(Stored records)
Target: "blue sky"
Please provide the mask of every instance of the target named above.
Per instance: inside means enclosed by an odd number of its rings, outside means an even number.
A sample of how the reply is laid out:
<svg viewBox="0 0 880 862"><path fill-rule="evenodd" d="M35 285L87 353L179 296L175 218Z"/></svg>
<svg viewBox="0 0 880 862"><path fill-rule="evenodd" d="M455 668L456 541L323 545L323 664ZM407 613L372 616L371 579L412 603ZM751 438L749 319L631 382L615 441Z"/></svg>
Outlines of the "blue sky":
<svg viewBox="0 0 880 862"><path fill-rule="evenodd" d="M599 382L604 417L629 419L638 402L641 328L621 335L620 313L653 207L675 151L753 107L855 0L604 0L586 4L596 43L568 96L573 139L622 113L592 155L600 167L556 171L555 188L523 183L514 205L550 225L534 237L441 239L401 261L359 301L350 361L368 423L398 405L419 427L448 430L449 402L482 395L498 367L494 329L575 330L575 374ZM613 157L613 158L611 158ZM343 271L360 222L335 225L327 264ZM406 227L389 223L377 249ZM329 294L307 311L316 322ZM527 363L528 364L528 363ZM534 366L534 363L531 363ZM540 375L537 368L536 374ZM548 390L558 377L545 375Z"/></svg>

Required work
From the line containing "A sample of" down to the last line of the records above, print every line exactly, with both ends kept.

Result of this exercise
A sample of how the reply is laid out:
<svg viewBox="0 0 880 862"><path fill-rule="evenodd" d="M35 285L87 353L179 296L175 218Z"/></svg>
<svg viewBox="0 0 880 862"><path fill-rule="evenodd" d="M455 668L456 541L323 545L323 664ZM407 613L372 616L371 579L412 603ZM751 438L749 319L631 382L615 441Z"/></svg>
Outlines of the "blue sky":
<svg viewBox="0 0 880 862"><path fill-rule="evenodd" d="M599 382L604 417L629 419L638 402L641 328L621 335L620 313L653 207L675 151L753 107L855 0L604 0L586 4L596 43L568 96L573 139L622 113L592 155L600 167L556 171L555 188L523 183L514 205L550 225L534 237L441 239L401 261L359 301L350 361L368 423L398 405L419 427L448 430L449 402L482 395L498 367L494 329L575 330L575 374ZM613 157L613 158L611 158ZM343 271L360 222L335 225L327 264ZM406 227L389 223L377 249ZM329 294L307 311L316 322ZM527 363L528 364L528 363ZM534 366L534 363L531 363ZM540 375L537 368L536 374ZM548 390L558 377L545 375Z"/></svg>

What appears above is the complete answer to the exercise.